(PROVIDED PASSAGE):
** Start **
There are typically three parts to this insurance protection:

  • a life insurance policy: This will pay out on the death of one of the owners
  • a Trust document: The life assurance policy should be written into Trust at the outset
  • a legal agreement: This sets out when and how these shares will be bought back and at what price

However, unlike ‘key person protection’, each owner pays the premiums on his or her policy; the cost may vary between owners, depending on their age, health and other factors. Obviously, if one owner holds a greater stake in the business – say a 66% holding – they will pay a larger slice of the premiums unless a premium equalisation consideration is put in place.

As with ‘key person protection’: It is worth noting that (a) the calculation of the level of insurance cover required, (b) the duration of the policy, (c) the choice of legal agreement, and (d) any ‘premium equalisation’ considerations will all depend on a variety of factors – so there is not a ‘one size fits all’ approach.  Please speak to one of our Crowe Financial Planning Consultants for further guidance.

Example (Partners’ Share Protection)

Glowing Electrical Services (GES) is a partnership of Clive Sparks, Alan Cable, Richard Power and Dave Current. GES is currently worth £100,000 and has equal partners. GES wants to have protection in place should any of the partners die unexpectedly.
** End **
(REQUIRED ACTIONS):
1. In the share protection passage, condense the paragraph beginning "However, unlike ‘key person protection’" into a shorter form that keeps its main facts.
2. Answer these questions from the share protection passage:
(a) Into what should the life assurance policy be written at the outset?
(b) What does the legal agreement set out?
(c) What is GES currently worth?
3. Duplicate the share protection passage from "However, unlike ‘key" to "(Partners’ Share Protection)".
The entries that follow come from a separate source.

(DATASET ROWS):
** Start **
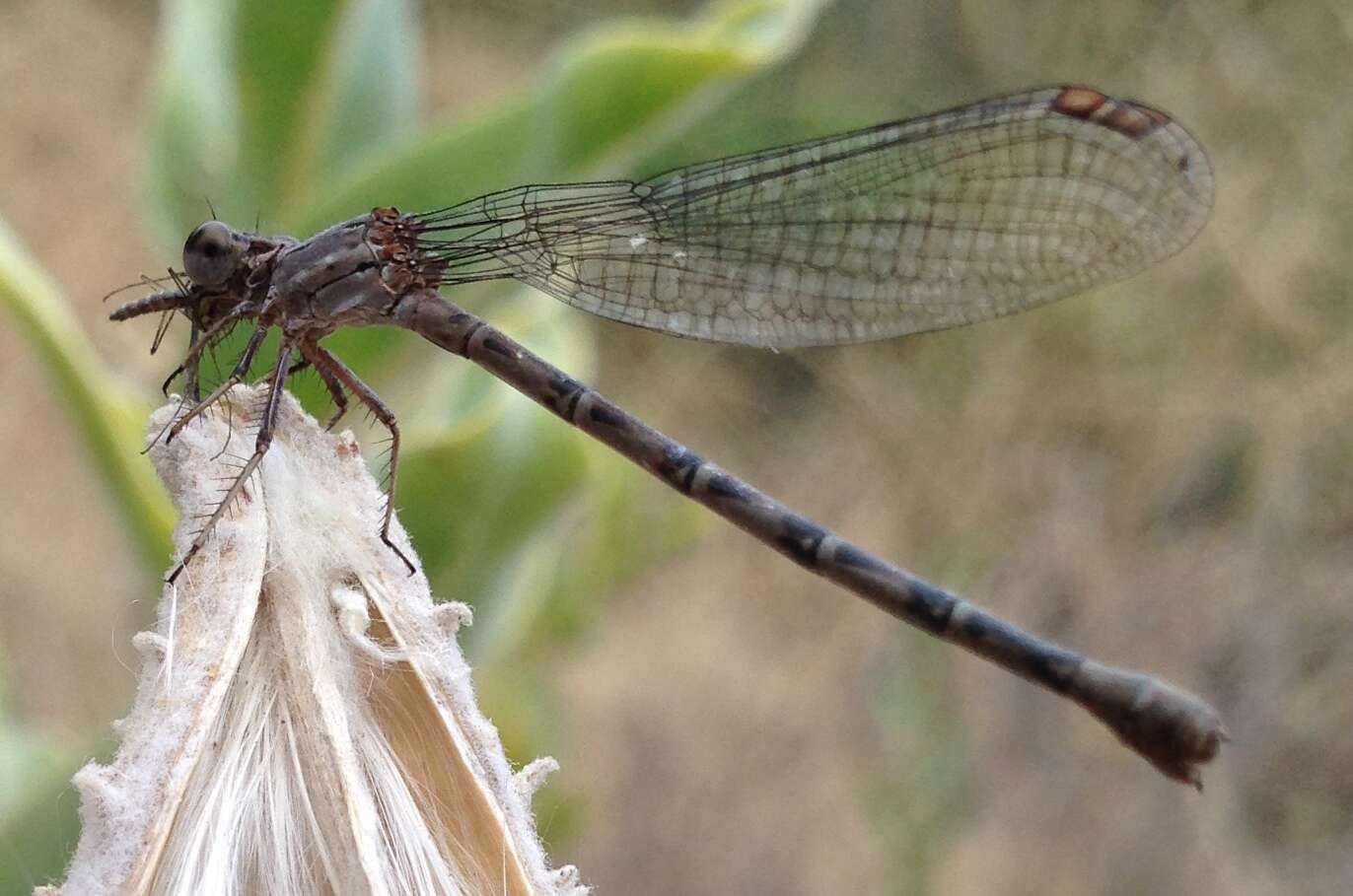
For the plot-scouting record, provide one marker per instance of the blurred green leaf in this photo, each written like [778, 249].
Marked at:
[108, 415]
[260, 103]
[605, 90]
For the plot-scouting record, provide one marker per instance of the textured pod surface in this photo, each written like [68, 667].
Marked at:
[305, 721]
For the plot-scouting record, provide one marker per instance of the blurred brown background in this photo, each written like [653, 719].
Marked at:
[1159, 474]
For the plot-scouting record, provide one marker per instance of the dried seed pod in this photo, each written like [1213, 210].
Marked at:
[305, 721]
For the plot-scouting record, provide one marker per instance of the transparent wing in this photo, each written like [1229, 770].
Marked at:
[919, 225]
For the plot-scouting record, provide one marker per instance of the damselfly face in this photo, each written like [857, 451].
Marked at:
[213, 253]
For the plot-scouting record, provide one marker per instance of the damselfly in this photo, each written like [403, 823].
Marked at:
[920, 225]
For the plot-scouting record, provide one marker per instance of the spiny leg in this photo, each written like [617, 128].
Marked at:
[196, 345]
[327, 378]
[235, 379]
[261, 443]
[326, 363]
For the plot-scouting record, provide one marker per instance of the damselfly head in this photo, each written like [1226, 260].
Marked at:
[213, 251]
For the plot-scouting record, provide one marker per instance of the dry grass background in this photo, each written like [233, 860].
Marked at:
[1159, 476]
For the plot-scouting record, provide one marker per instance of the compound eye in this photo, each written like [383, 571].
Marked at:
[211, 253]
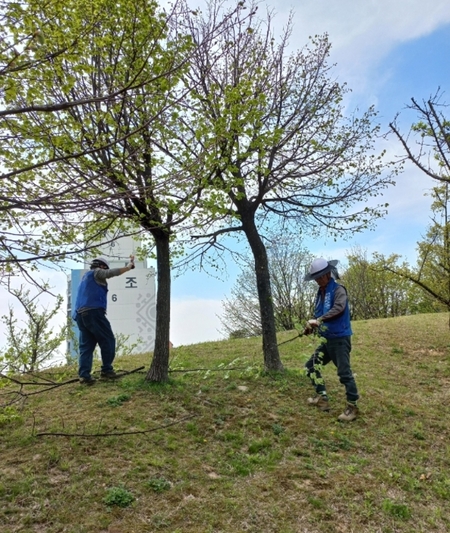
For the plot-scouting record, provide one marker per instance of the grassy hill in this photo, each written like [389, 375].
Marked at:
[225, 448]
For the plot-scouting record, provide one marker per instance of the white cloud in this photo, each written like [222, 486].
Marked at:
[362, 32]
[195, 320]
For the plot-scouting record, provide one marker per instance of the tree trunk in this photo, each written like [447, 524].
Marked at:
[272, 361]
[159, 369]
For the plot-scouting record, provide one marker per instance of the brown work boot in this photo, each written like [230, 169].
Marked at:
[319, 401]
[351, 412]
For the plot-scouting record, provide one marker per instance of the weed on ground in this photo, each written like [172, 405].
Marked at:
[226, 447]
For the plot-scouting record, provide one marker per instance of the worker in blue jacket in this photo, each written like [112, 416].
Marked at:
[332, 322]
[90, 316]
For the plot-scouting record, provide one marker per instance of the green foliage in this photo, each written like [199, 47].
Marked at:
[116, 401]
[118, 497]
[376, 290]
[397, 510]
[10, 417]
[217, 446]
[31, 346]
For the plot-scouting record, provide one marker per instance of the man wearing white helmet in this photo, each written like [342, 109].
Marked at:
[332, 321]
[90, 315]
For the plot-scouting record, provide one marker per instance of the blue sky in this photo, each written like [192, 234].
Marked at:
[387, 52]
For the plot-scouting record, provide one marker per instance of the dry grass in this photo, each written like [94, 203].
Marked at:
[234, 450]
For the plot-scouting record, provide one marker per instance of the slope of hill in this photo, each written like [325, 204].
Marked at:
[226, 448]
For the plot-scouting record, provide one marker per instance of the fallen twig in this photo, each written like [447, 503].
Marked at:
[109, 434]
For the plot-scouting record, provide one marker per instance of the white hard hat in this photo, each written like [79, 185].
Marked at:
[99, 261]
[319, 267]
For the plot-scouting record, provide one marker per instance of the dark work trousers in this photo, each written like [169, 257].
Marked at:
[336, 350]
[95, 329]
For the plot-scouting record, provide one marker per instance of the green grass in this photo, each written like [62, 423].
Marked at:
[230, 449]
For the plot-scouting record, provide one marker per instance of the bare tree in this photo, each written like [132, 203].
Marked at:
** End **
(EXERCISE SOLUTIONS):
1. Unlike key person protection, each owner pays the premiums on their own policy. Costs can differ between owners based on age, health and other factors. An owner with a larger stake, such as a 66% holding, pays a bigger share of the premiums unless a premium equalization arrangement is put in place.

2.
(a) A Trust.
(b) When and how the shares will be bought back, and at what price.
(c) £100,000.

3.
However, unlike ‘key person protection’, each owner pays the premiums on his or her policy; the cost may vary between owners, depending on their age, health and other factors. Obviously, if one owner holds a greater stake in the business – say a 66% holding – they will pay a larger slice of the premiums unless a premium equalisation consideration is put in place.

As with ‘key person protection’: It is worth noting that (a) the calculation of the level of insurance cover required, (b) the duration of the policy, (c) the choice of legal agreement, and (d) any ‘premium equalisation’ considerations will all depend on a variety of factors – so there is not a ‘one size fits all’ approach.  Please speak to one of our Crowe Financial Planning Consultants for further guidance.

Example (Partners’ Share Protection)